Start of DATASET RECORDS

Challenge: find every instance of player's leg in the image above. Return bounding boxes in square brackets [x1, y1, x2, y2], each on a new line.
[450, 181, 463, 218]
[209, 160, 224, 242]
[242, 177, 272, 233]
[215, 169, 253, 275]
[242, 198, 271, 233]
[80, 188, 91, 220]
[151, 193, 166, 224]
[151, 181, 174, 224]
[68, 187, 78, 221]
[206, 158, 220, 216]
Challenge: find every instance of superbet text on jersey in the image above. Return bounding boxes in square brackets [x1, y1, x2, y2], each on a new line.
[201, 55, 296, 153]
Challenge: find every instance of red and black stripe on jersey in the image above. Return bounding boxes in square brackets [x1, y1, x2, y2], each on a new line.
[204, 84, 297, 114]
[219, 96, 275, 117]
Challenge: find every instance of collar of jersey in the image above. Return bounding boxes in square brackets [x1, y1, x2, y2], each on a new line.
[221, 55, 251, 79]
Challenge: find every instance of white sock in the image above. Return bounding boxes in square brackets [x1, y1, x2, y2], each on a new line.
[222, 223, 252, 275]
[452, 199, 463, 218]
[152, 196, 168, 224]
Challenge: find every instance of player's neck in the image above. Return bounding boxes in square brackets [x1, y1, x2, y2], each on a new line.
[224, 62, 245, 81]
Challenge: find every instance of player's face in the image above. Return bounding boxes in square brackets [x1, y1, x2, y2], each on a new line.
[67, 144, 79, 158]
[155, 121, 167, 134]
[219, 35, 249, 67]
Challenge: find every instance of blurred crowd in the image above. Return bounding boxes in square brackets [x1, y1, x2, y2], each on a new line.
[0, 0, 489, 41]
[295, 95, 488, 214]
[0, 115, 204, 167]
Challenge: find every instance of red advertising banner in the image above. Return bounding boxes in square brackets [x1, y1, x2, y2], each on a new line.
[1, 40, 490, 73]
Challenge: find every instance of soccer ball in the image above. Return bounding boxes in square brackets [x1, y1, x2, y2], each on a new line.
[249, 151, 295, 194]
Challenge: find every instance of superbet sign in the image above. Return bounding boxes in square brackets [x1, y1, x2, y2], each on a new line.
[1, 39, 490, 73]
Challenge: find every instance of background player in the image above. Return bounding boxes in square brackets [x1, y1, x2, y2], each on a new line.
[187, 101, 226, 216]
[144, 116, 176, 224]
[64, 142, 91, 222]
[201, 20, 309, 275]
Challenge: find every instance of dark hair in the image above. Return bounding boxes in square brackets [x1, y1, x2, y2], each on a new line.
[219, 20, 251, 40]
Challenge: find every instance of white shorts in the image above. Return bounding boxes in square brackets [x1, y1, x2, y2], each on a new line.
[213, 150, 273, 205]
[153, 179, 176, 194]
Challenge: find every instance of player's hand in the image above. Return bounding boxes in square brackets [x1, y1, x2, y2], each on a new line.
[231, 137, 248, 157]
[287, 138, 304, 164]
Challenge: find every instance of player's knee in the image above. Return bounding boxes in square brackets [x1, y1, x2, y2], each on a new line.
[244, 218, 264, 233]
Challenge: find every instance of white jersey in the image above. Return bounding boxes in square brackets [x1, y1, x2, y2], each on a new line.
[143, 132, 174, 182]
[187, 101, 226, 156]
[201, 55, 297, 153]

End of DATASET RECORDS

■ WORK REQUEST ■
Each entry above must be repeated word for word.

■ SOLUTION TO THIS TASK ■
Challenge: find every instance of player's leg in the image above. Return bounding boxes in square brackets [x1, y1, x2, y2], each on a new line.
[450, 181, 463, 218]
[209, 160, 224, 242]
[242, 177, 272, 233]
[215, 169, 253, 275]
[242, 198, 271, 233]
[80, 188, 91, 220]
[151, 193, 166, 224]
[151, 181, 174, 224]
[68, 187, 78, 221]
[206, 158, 220, 216]
Challenge: find every instance of superbet text on jersey in the image above. Return bounding boxes in square brackets [x1, y1, x2, y2], each on a new line.
[201, 55, 296, 153]
Challenge: find every instance of red and black stripe on jersey in the image above. Return bounding boxes in square brackets [x1, y1, x2, y2], each on a new line.
[204, 84, 297, 114]
[219, 96, 275, 117]
Challenge: find every instance of collar of jersey in the image above. Return bounding boxes in square brackets [x1, y1, x2, y2], each on a new line.
[221, 55, 251, 79]
Challenge: find every instance of white sock in the image above. Return bounding boxes in square brackets [x1, y1, x2, y2], each on a new line.
[222, 223, 252, 275]
[452, 199, 463, 218]
[152, 196, 168, 224]
Challenge: find every instance of player's neck in the image above. Return bounding boxes in square brackets [x1, y1, x2, y2], each on a new line.
[224, 62, 245, 81]
Challenge: find every instance of player's face in the image above. Return bounding boxes in square brackets [x1, y1, x2, y2], each on a new line.
[67, 144, 79, 158]
[155, 121, 167, 134]
[219, 35, 249, 67]
Challenge: find every instance of blurred crowd in the image above. Return bounding boxes in square brackets [x1, y1, x2, y2], each on a new line.
[0, 0, 489, 41]
[295, 95, 488, 214]
[0, 115, 204, 167]
Challenge: find every instance of red advertising banner in the image above. Return bounding boxes in square brackets [x1, y1, x2, y2], each on a new line.
[1, 40, 490, 73]
Challenge: find every instance of soccer ball in the image above. Return bounding boxes in square brackets [x1, y1, x2, y2], each on a new line.
[249, 151, 295, 194]
Challenge: find every instance of superbet sign in the image above. Return bounding boxes in square brackets [x1, y1, x2, y2], each on a new line.
[1, 39, 490, 73]
Challenge: find every instance of background player in the image above. Return bounding boxes in square brackets [x1, y1, x2, y2], each on a new line.
[187, 101, 226, 216]
[144, 116, 176, 224]
[64, 142, 91, 222]
[201, 20, 309, 275]
Challenge: find every instance of dark hair in the image above. Return bounding boxes in square brackets [x1, y1, x2, y2], each on a new line.
[219, 20, 251, 40]
Challenge: find every instance of white shorts in the image above. Return bounding boxes in square brackets [x1, y1, x2, y2], each on a new line.
[213, 150, 273, 205]
[153, 179, 176, 194]
Challenge: find every instance of player's hand in the image above. Return bounding boxes in square brackets [x1, y1, x2, y2], each on a new line.
[231, 137, 248, 157]
[287, 138, 304, 164]
Challenge: find every instance of player's knee in the image above. Return bounding boxes in square brackets [x1, y1, x2, y2], each on a new line.
[244, 218, 264, 233]
Challenge: find every instance of white jersey in the image above. Return bounding boxes in square brackets [x1, y1, x2, y2], each on a new line.
[143, 132, 174, 182]
[187, 101, 226, 156]
[201, 55, 297, 153]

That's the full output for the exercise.